= Excerpted passage =
Statins 'Modestly' Lower Risk of Heart Failure in Large Meta-Analysis of Major Trials

March 24, 2015

GLASGOW, SCOTLAND – A large meta-analysis investigating the effects of statin therapy on heart failure shows the lipid-lowering therapy used for more than 4 years significantly reduced the number of patients hospitalized for heart failure but did not reduce the risk of heart-failure mortality[1].

Among 132 538 individuals participating in 17 primary- and secondary-prevention studies, statin therapy reduced the risk of heart-failure hospitalizations by 10% compared with the control arm. There was also a significant 8% reduction in the composite end point of heart-failure mortality and hospitalizations, but this reduction was driven by the decrease in heart-failure hospitalizations.

To heartwire from Medscape, lead investigator Dr David Preiss (University of Glasgow, Scotland) said the 10% relative reduction in risk might appear small, but he suspects the event curves are only just beginning to diverge. Four-year follow-up, he suspects, is simply too short a time period to observe reductions in heart-failure hospitalizations or deaths.

"I think we're only beginning to see the benefits of statins on heart-failure end points," he said.

For example, he pointed to the long-term data from the West of Scotland Coronary Prevention Study (WOSCOPS), a landmark primary-prevention study in men with elevated cholesterol levels. Regarding the heart-failure benefit with pravastatin over placebo, none was observed in the first 5 years, but by 15 years statin therapy reduced heart-failure hospitalizations by 43%.

= The task =
Update the article on statins and heart failure by rewriting the stretch from "For example, he" through "hospitalizations by 43%." with "pravastatin" changed to "the statin".

= Provided information =

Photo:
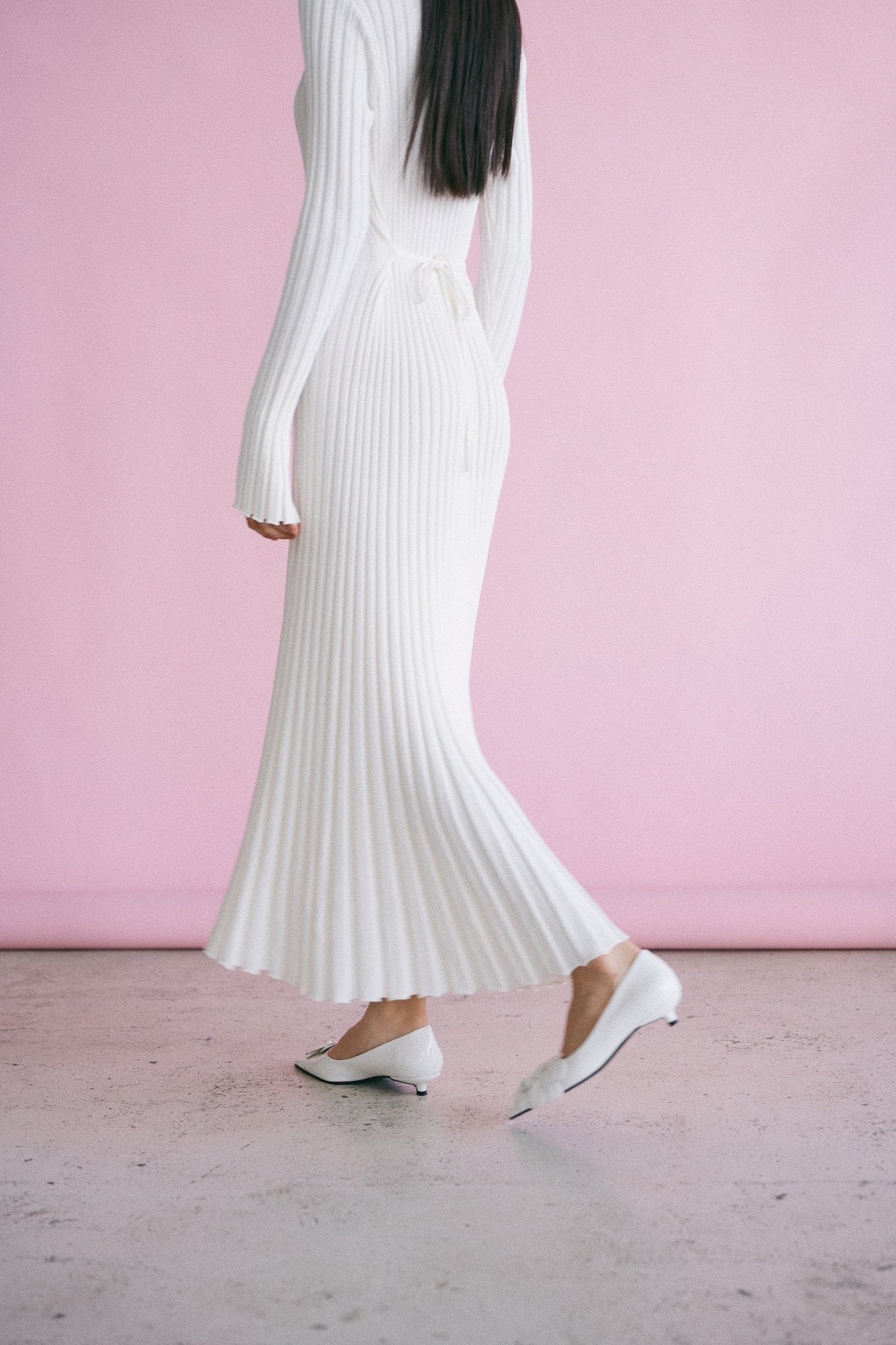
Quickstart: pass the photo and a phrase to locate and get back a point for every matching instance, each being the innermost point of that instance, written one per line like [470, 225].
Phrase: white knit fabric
[382, 856]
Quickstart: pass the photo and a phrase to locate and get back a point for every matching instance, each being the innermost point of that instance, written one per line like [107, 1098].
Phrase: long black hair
[465, 93]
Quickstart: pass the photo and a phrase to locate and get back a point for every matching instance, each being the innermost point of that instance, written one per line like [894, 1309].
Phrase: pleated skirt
[382, 856]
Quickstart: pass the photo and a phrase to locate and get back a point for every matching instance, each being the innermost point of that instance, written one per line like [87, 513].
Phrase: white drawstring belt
[454, 284]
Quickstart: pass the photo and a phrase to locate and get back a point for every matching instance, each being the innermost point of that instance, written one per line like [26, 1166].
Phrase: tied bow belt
[456, 290]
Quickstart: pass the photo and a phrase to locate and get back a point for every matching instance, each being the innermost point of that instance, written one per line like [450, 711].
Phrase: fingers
[274, 531]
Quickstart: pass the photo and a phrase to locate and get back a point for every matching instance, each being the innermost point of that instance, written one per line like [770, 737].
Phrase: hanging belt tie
[454, 284]
[449, 278]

= Task response =
For example, he pointed to the long-term data from the West of Scotland Coronary Prevention Study (WOSCOPS), a landmark primary-prevention study in men with elevated cholesterol levels. Regarding the heart-failure benefit with the statin over placebo, none was observed in the first 5 years, but by 15 years statin therapy reduced heart-failure hospitalizations by 43%.